▸ Exercise brief
Reproduce all of the data that follows, character for character.

───

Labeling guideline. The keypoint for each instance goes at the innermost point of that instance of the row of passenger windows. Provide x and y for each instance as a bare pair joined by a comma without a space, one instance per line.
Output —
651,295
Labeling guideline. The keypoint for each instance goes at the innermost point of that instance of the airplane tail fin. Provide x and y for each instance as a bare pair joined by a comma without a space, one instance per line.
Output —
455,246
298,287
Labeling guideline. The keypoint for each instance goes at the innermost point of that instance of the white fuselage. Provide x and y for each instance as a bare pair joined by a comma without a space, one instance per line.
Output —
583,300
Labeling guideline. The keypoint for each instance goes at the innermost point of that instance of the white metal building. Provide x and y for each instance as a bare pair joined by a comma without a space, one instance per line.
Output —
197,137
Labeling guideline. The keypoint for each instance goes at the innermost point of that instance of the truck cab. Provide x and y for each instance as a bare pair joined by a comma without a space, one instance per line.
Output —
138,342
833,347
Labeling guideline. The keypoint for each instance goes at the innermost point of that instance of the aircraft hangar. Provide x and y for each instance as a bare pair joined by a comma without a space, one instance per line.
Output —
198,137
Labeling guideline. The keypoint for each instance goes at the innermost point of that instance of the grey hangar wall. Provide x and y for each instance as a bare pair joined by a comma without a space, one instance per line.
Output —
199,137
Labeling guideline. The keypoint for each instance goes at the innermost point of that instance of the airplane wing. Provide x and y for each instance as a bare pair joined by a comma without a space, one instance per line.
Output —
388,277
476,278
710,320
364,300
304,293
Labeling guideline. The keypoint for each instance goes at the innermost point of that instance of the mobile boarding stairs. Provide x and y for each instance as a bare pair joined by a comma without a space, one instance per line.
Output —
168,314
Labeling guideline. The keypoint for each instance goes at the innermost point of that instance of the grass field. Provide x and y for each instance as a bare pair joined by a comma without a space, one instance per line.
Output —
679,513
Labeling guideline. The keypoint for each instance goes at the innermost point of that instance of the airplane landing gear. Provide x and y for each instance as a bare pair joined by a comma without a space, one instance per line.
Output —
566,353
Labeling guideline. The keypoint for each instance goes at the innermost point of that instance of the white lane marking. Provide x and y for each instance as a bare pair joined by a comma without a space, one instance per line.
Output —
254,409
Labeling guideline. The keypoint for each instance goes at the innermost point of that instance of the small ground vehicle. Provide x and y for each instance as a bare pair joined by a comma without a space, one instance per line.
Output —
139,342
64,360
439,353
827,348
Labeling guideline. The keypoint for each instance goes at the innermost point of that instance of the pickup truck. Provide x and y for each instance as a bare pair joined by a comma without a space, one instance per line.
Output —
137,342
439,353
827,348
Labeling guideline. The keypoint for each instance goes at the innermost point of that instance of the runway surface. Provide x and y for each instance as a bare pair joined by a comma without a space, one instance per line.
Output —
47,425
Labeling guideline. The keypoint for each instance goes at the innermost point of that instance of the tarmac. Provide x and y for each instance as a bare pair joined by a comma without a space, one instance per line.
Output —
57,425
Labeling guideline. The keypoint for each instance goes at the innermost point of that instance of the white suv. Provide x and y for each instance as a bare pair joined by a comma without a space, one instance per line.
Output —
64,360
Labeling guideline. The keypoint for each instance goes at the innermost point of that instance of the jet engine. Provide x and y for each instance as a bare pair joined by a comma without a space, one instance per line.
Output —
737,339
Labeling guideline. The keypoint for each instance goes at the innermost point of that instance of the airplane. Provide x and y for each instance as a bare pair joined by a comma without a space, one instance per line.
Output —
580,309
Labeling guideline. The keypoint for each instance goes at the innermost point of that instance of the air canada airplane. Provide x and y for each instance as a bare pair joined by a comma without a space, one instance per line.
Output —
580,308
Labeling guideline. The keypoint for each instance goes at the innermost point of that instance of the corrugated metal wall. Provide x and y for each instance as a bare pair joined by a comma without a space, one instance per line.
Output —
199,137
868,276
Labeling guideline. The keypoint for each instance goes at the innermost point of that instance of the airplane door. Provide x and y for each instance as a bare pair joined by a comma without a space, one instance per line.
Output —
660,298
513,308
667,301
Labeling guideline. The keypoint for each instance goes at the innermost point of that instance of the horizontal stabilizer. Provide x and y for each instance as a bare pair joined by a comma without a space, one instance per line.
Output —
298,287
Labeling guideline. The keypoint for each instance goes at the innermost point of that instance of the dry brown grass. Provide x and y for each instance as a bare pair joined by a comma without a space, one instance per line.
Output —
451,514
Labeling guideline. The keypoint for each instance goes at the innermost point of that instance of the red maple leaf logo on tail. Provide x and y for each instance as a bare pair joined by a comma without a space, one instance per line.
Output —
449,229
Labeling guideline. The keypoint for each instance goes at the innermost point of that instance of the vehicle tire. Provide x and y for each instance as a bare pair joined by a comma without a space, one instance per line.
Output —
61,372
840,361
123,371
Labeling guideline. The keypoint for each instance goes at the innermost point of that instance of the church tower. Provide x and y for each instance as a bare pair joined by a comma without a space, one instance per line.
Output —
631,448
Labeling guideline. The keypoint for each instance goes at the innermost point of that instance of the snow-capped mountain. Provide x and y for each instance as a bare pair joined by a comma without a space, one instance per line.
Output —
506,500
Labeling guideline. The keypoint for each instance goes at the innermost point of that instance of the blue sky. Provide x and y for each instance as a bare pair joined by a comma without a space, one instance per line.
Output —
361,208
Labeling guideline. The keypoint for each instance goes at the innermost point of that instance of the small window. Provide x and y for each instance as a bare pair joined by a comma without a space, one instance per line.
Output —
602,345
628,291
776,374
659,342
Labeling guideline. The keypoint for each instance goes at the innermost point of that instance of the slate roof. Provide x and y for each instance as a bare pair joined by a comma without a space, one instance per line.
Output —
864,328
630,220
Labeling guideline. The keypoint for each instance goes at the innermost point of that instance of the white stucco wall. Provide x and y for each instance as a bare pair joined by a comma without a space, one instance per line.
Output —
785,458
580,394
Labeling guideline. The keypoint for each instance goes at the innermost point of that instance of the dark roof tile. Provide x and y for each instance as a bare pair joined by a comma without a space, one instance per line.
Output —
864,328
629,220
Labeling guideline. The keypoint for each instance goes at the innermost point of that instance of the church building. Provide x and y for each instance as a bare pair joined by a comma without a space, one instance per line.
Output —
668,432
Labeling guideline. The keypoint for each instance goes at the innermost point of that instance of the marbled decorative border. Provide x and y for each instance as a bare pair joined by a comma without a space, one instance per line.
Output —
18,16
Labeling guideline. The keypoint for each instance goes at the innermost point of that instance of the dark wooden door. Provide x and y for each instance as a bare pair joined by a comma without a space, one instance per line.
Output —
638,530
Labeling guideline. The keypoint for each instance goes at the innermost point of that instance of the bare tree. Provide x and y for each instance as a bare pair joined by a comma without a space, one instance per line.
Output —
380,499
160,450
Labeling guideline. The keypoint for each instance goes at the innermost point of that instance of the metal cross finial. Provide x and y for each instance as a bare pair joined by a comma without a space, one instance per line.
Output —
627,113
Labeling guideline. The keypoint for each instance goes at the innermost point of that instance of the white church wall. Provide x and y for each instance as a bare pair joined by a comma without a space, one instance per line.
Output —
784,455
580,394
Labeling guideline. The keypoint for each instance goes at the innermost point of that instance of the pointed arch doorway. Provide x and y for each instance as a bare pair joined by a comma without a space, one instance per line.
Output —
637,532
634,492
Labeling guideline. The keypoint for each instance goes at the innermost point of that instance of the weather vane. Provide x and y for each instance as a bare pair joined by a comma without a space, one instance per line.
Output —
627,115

───

▸ Written response
Labeling guideline. The keypoint for each instance goes at the innermost point of that instance of the row of passenger windows. Provide x and y for each instance as a bare pair joined by a comma without a space, one instance per line.
Output —
651,295
Labeling guideline. The keypoint for each instance goes at the innermost point of that instance of the airplane tail fin. Provide x and y for each instance as a bare pair joined by a comma without a space, one instance per line.
Output —
455,246
298,287
Labeling guideline. The keypoint for each instance goes at the innermost point of that instance of the white fuselage. Provide x and y for each instance as a bare pair joined by a comma without a space, one instance per line.
Output —
583,300
Labeling guideline. The keypoint for each instance goes at the innermost point of that instance of the white metal building. Provide x and y for each instance as a bare pair joined by a comma without a space, one instance per line.
Output —
197,137
Labeling guideline. The keypoint for each instance goes at the innermost point of that instance of the truck cab. Provide x and y for each instance as a bare pair joined by a comma without a space, one instance per line.
Output —
138,342
833,347
Labeling guideline. The keypoint for each instance goes at the innermost point of that instance of the aircraft hangar. Provide x and y for each instance as a bare pair joined by a comma without a space, one instance per line.
Output —
198,137
Labeling guideline. The keypoint for each instance goes at the innermost point of that instance of the grey hangar wall. Provide x and y for each instance as a bare pair joined by a comma without a space, one instance per line.
Output —
199,137
Labeling guideline. The keypoint for each instance goes at the innermost point of that instance of the airplane wing. Provide x and y for each instance as a bare pair joined by a comma without a space, one instance per line.
Output —
388,277
476,278
710,320
364,300
304,293
Labeling guideline. The keypoint for each instance goes at the innermost point of that instance of the mobile boarding stairs. Provide x and y for each instance as a bare pair joined by a comma without a space, one instance per line.
Output —
168,314
Labeling guideline. The keypoint for each instance goes at the innermost point of that instance of the grass field. Provide x and y for each instance as a bare pair joined by a comma without a space, one instance per line.
Output —
679,513
Labeling guideline. The keypoint for each instance goes at the innermost point of that instance of the airplane landing gear. Provide x and y for each instance as a bare pair joined by a comma without a space, one instance per line.
Output —
566,353
Labeling guideline. The keypoint for each instance goes at the innermost point of that instance of the white lane marking. Provide x and y for each instance as a bare pair joined by a comma without a space, one instance per line.
Output —
254,409
Labeling guideline. The keypoint for each instance goes at the innermost point of that instance of the small ground vehicle. Provide x and y for each instance as a bare pair joined by a comma without a space, one instance per line.
Output —
139,342
64,360
439,353
827,348
Labeling guideline. The keypoint for each instance goes at the innermost point of that instance of the pickup truck. Provide x and y for each instance as a bare pair joined by a comma without a space, one instance per line.
Output —
137,342
439,353
827,348
Labeling guideline. The keypoint for each instance goes at the innermost point of that instance of the runway surface. Provide x and y for each instance as a bare pair joined by a comma without a space, one instance per line.
Output —
47,425
Labeling guideline. The keypoint for each instance goes at the innermost point of that instance of the tarmac. Provide x and y for each instance as a bare pair joined by a comma without a space, one instance per line.
Output —
57,425
Labeling guideline. The keypoint for each instance goes at the innermost point of that instance of the white suv. Provide x and y for each instance as a bare pair joined by a comma without a space, one instance per line.
Output —
64,360
Labeling guideline. The keypoint for each instance goes at the innermost point of that instance of the jet engine. Provide x and y for each instance as a bare pair joined by a comma without a space, one instance per line.
Output —
737,339
Labeling guideline. The keypoint for each instance goes at the innermost point of that instance of the airplane. Provide x and y for each instance as a bare pair joined by a comma without a space, one instance per line.
Output —
580,309
Labeling guideline. The keypoint for each instance goes at the innermost point of that instance of the air canada airplane. Provide x and y for each instance as a bare pair joined by a comma without a space, one instance per line.
Output —
580,308
Labeling guideline. The keypoint for each instance goes at the innermost point of that instance of the corrugated metal wall. Provide x and y for each instance as a bare pair joined by a comma without a space, one instance per line.
Output —
199,137
868,276
Labeling guideline. The keypoint for each instance goes at the innermost point of that instance of the airplane door. Provide x and y for each instance as a bare pair joined by a comma without a space, one instance per line.
Output —
660,298
513,308
667,301
Labeling guideline. The keypoint for each instance goes at the innermost point of that instance of the horizontal stabilizer. Provide x and y for each instance as a bare pair joined by a comma without a space, one instance per line.
Output —
298,287
Labeling guideline. The keypoint for each instance goes at the innermost point of that instance of the dry brown grass. Provide x and y for each instance as a bare pair joined by a comma without a space, one instance per line.
Output —
451,514
Labeling guideline. The keypoint for each instance goes at the innermost point of that instance of the red maple leaf logo on tail. Provide x and y for each instance as a bare pair joined by a comma without a space, one instance per line.
Output —
449,229
Labeling guideline. The keypoint for each instance goes at the innermost point of that instance of the vehicle tire. Provide x and y for each instance as a bare pair joined by a comma without a space, one instance per line.
Output —
61,372
840,361
123,371
Labeling guideline. The keypoint for each instance goes at the innermost point of that instance of the church tower. Provide x and y for each instance as a bare pair joined by a comma without a space, one instance per line.
Output —
631,448
Labeling guideline. The keypoint for each instance goes at the innermost point of that instance of the snow-capped mountain. Provide x and y for each instance as a bare pair joined by a comma without a space, one instance per line.
Output —
506,500
Labeling guideline. The keypoint for each instance goes at the innermost point of that instance of the blue sky. Provide x and y for each instance as a bare pair joined by a comma without a space, one instance per line.
Output —
361,208
Labeling guideline. The keypoint for each instance goes at the innermost point of that instance of the small window. Provide x and y for each instance as a bare pair joined by a comma without a space, one instance per line.
Output —
602,345
628,291
776,374
659,342
Labeling guideline. The keypoint for each instance goes at the innermost point of that instance of the slate roof. Provide x and y for each instance as a bare pair joined by a comma without a space, one instance per line.
Output —
864,328
630,220
Labeling guideline. The keypoint for each instance goes at the innermost point of that instance of the white stucco wall. Provide x and y for each instance as a bare pair joined by a comma without a space, one instance per line.
Output —
785,458
580,394
Labeling guideline. The keypoint for each instance goes at the innermost point of that instance of the dark roof tile. Provide x and y for each instance as a bare pair joined by a comma without a space, one instance per line.
Output —
864,328
629,220
Labeling guideline. The keypoint for each instance goes at the innermost point of that instance of the church building. Provide x and y for each instance as a bare pair joined by a comma without a space, one instance per line.
Output —
668,432
Labeling guideline. The keypoint for each instance goes at the innermost point of that instance of the marbled decorative border. Provide x and y for each instance as a bare pair joined by a comma without a space, one instance per line.
Output —
18,16
Labeling guideline. The keypoint for each instance goes at the innermost point of that instance of the dark wooden door. Provide x and y for each instance as a bare pair joined by a comma without a space, one instance per line.
Output —
638,530
Labeling guideline. The keypoint for each instance goes at the innermost point of that instance of the bare tree. Provide x and y for each instance as a bare pair joined by a comma without a space, one instance per line.
Output —
380,499
160,450
Labeling guideline. The keypoint for each instance goes at the innermost point of that instance of the metal cross finial. Provide x and y for each instance as a bare pair joined by a comma without a space, one instance per line.
Output —
627,113
Labeling guideline. The keypoint for each instance goes at the innermost point of that instance of the white church wall. Provide x and y for each instance as a bare pair joined by a comma without a space, one instance per line.
Output —
784,455
580,394
Labeling guideline. The keypoint for each instance goes at the innermost point of that instance of the pointed arch doorway. Provide x and y for each instance as a bare pair joined by a comma without a space, one instance per line.
Output —
637,532
634,492
Labeling guideline. The keypoint for each instance goes at the innermost point of that instance of the weather vane. Provide x and y for each instance as a bare pair joined by a comma without a space, one instance per line.
Output —
627,115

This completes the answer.